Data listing
################

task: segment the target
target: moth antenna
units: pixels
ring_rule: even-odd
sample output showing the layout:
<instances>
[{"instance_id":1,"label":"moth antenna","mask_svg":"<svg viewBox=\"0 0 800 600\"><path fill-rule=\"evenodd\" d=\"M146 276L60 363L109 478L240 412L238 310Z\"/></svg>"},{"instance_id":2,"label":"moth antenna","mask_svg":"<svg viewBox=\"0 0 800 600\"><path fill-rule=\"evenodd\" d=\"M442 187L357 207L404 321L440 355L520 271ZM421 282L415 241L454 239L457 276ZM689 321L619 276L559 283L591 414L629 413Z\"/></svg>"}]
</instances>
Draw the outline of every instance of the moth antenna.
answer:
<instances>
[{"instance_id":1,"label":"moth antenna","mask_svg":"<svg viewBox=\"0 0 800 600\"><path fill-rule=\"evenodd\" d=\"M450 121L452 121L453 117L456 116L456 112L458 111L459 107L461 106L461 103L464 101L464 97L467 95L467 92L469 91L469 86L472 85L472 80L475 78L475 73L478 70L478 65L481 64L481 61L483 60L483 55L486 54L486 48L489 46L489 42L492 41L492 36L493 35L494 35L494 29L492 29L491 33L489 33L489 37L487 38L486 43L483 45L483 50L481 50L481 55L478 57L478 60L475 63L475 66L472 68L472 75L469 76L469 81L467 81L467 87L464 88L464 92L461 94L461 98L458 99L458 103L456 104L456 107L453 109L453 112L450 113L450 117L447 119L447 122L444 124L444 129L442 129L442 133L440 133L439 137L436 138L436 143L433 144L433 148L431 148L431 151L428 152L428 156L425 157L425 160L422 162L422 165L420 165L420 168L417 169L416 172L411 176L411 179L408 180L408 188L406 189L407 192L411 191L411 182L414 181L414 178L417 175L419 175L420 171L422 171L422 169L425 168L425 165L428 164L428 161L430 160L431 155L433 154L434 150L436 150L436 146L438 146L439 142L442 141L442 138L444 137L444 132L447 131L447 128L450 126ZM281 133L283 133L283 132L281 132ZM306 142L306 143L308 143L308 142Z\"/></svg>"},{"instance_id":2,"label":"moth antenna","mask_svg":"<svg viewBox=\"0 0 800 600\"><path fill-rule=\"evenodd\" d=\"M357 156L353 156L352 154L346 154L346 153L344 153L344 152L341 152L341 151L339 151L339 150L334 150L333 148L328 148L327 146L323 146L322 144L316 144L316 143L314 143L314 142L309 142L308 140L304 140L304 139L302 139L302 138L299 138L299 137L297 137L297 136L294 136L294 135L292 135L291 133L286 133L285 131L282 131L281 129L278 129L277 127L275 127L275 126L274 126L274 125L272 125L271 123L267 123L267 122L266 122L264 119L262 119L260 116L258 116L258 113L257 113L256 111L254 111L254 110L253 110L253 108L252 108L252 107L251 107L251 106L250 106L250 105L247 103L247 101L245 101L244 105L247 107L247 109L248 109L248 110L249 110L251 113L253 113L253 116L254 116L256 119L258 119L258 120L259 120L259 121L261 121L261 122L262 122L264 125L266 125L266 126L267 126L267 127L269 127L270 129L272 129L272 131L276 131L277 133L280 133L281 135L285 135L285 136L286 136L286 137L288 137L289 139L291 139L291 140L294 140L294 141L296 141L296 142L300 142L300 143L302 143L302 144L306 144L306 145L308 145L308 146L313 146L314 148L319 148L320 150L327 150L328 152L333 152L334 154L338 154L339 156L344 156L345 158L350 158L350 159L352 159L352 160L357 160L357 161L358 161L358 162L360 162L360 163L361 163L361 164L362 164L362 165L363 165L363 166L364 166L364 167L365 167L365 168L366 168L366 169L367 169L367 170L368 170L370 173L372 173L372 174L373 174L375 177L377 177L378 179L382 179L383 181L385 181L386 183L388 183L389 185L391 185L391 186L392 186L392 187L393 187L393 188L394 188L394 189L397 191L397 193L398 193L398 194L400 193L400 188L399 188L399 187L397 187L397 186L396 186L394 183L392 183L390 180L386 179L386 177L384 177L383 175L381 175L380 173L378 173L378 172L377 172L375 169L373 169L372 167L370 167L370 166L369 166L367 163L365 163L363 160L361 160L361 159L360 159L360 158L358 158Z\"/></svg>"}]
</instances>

################

• Stated goal: Retype all of the material, keeping each line exact.

• Correct result:
task: segment the target
target: moth antenna
units: pixels
ring_rule: even-odd
sample output showing the layout:
<instances>
[{"instance_id":1,"label":"moth antenna","mask_svg":"<svg viewBox=\"0 0 800 600\"><path fill-rule=\"evenodd\" d=\"M146 276L60 363L109 478L240 412L238 310Z\"/></svg>"},{"instance_id":2,"label":"moth antenna","mask_svg":"<svg viewBox=\"0 0 800 600\"><path fill-rule=\"evenodd\" d=\"M442 187L357 207L404 321L440 355L520 271ZM421 282L415 241L454 239L457 276ZM689 321L619 276L559 283L591 414L629 413Z\"/></svg>"}]
</instances>
Draw the outline of every instance of the moth antenna.
answer:
<instances>
[{"instance_id":1,"label":"moth antenna","mask_svg":"<svg viewBox=\"0 0 800 600\"><path fill-rule=\"evenodd\" d=\"M450 121L452 121L453 117L456 116L456 112L458 111L459 107L461 106L461 103L464 101L464 97L467 95L467 92L469 91L469 86L472 85L472 80L475 78L475 73L478 70L478 65L481 64L481 61L483 60L483 55L486 54L486 48L489 46L489 42L492 41L492 36L493 35L494 35L494 29L492 29L491 33L489 33L489 37L487 38L486 43L483 45L483 50L481 50L481 55L478 57L478 60L475 63L475 66L472 68L472 75L469 76L469 81L467 81L467 87L464 88L464 92L461 94L461 98L458 99L458 103L456 104L456 107L453 109L453 112L450 113L450 117L447 119L447 122L444 124L444 129L442 129L442 133L440 133L439 137L436 138L436 143L433 144L433 148L431 148L431 151L428 152L428 156L425 157L425 160L422 162L422 165L420 165L420 168L417 169L416 172L411 176L411 179L408 180L408 188L406 189L407 192L411 191L411 182L414 181L414 178L417 175L419 175L420 171L422 171L422 169L425 168L425 165L428 164L428 161L430 160L431 155L433 154L434 150L436 150L436 146L438 146L439 142L442 141L442 138L444 137L444 132L447 131L447 128L450 126ZM281 133L283 133L283 132L281 132ZM306 142L306 143L308 143L308 142Z\"/></svg>"},{"instance_id":2,"label":"moth antenna","mask_svg":"<svg viewBox=\"0 0 800 600\"><path fill-rule=\"evenodd\" d=\"M357 156L353 156L352 154L346 154L346 153L344 153L344 152L341 152L341 151L339 151L339 150L334 150L333 148L328 148L327 146L323 146L322 144L316 144L316 143L314 143L314 142L309 142L308 140L304 140L304 139L302 139L302 138L299 138L299 137L297 137L297 136L294 136L294 135L292 135L291 133L286 133L285 131L282 131L281 129L278 129L277 127L275 127L275 126L274 126L274 125L272 125L271 123L267 123L267 122L266 122L264 119L262 119L260 116L258 116L258 113L257 113L256 111L254 111L254 110L253 110L253 108L252 108L252 107L251 107L251 106L250 106L250 105L247 103L247 101L245 101L244 105L247 107L247 109L248 109L248 110L249 110L251 113L253 113L253 116L254 116L256 119L258 119L258 120L259 120L259 121L261 121L261 122L262 122L264 125L266 125L266 126L267 126L267 127L269 127L270 129L272 129L272 131L276 131L277 133L280 133L281 135L285 135L285 136L286 136L286 137L288 137L289 139L291 139L291 140L294 140L294 141L296 141L296 142L300 142L300 143L302 143L302 144L306 144L306 145L308 145L308 146L313 146L314 148L319 148L320 150L327 150L328 152L333 152L334 154L338 154L339 156L344 156L345 158L350 158L350 159L352 159L352 160L357 160L357 161L358 161L358 162L360 162L360 163L361 163L361 164L362 164L362 165L363 165L363 166L364 166L364 167L365 167L365 168L366 168L366 169L367 169L367 170L368 170L370 173L372 173L372 174L373 174L375 177L377 177L378 179L382 179L383 181L385 181L386 183L388 183L389 185L391 185L391 186L392 186L392 187L393 187L393 188L394 188L394 189L397 191L397 193L398 193L398 194L400 193L400 188L399 188L399 187L397 187L397 186L396 186L394 183L392 183L390 180L386 179L386 177L384 177L383 175L381 175L380 173L378 173L378 172L377 172L375 169L373 169L372 167L370 167L370 166L369 166L367 163L365 163L363 160L361 160L361 159L360 159L360 158L358 158Z\"/></svg>"}]
</instances>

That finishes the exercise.